[STATED EXERCISE]
Pick out every line in the data below that contains the word "floral", and copy each of those lines in full.

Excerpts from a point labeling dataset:
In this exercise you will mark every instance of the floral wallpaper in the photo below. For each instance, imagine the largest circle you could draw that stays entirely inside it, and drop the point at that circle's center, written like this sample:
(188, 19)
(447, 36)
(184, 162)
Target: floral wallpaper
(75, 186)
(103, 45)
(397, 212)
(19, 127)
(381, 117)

[PROBLEM SOLUTION]
In this exercise you will mark every instance of the floral wallpaper in the photo below. For each instance, imagine the largest circle you could draw that stays entirely inside it, and drop the point at that circle's center, written like this sample:
Target: floral wallpaper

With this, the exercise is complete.